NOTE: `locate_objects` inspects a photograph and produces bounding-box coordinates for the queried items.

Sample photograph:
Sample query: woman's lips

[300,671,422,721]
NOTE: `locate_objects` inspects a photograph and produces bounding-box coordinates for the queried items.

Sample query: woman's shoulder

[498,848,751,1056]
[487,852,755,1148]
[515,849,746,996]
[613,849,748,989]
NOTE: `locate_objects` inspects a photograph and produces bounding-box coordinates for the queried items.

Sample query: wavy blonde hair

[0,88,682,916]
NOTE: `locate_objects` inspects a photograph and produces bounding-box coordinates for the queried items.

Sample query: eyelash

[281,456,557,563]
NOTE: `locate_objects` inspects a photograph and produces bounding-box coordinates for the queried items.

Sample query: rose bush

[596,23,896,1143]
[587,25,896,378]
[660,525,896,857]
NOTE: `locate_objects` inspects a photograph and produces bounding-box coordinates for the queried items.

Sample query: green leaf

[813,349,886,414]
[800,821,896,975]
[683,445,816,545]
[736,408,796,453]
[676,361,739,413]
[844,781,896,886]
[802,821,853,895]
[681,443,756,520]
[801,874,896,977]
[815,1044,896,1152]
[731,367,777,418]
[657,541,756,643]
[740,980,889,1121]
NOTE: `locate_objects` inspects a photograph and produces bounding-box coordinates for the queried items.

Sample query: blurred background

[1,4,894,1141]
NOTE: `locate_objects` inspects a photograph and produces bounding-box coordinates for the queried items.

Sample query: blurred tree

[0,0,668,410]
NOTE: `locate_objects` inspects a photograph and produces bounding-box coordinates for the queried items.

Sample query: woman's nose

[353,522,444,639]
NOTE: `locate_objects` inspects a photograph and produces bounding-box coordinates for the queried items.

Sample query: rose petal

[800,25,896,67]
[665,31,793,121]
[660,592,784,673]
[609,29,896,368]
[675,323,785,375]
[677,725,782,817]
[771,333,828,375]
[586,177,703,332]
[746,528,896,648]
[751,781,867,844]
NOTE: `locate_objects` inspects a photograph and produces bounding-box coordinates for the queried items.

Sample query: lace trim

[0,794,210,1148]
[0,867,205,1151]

━━━━━━━━━━

◆ YOUR INSTRUCTIONS ◆
What you write must match the material above exactly and in full.

◆ WRITTEN ANSWER ◆
NOTE: `locate_objects` inspects a photograph and produces bounding-box coordinates for the queried items.

Sample photograph:
Sample query: woman's lips

[300,671,422,721]
NOTE: `locate_objects` inspects a photograph and produces bounding-box coordinates for the queried items.

Sample query: woman's shoulder

[498,848,751,1056]
[487,852,755,1148]
[515,849,746,996]
[613,849,748,989]
NOTE: `locate_objects` inspects a photograph and produces bounding-box coordinates for the queried items.

Sample query: wavy blonde hair

[0,88,682,916]
NOTE: `locate_objects` inspects a photograph and produces bounding-box coordinates for the queried items.

Sample query: eyelash

[281,456,557,563]
NOTE: `locate_objects` inspects a photograph and produces bounding-box coordinates for the queried items.

Sample query: rose bush

[596,23,896,1143]
[587,25,896,378]
[660,525,896,857]
NOTE: `locate_objects` inspects a photograph and produces bounding-box coordinates for the queried items.

Sample query: green leaf

[813,349,886,414]
[800,821,896,975]
[683,445,816,545]
[736,408,796,453]
[676,361,739,413]
[844,781,896,886]
[802,821,853,895]
[681,443,756,520]
[801,874,896,977]
[815,1044,896,1152]
[731,367,777,418]
[657,541,756,643]
[740,980,889,1121]
NOTE: `locate_objects` inspects a photograph and produces bounding-box coordinates for the queried items.

Sample query: blurred background

[1,4,894,1141]
NOTE: `locate_objects` inspects a photograph and produces bounding-box coordinates for the queried items.

Sample query: blurred tree

[0,0,668,410]
NOTE: `locate_objects` inspects a photograph and produces bounding-box coordinates for the queried items.

Sample query: woman's nose

[353,522,444,639]
NOTE: `locate_objects` inspects a photograph and produces bounding-box coordinates for the queried items.

Sample query: rose petal

[800,25,896,67]
[665,31,793,121]
[660,592,784,673]
[609,29,896,368]
[675,323,785,375]
[677,725,782,817]
[771,333,828,375]
[586,177,703,332]
[746,528,896,648]
[751,781,867,844]
NOTE: `locate_objects` inspects a photograph and produces bounding-box coordinates for the queried items.

Sample query: lace trim

[0,794,210,1148]
[0,867,205,1151]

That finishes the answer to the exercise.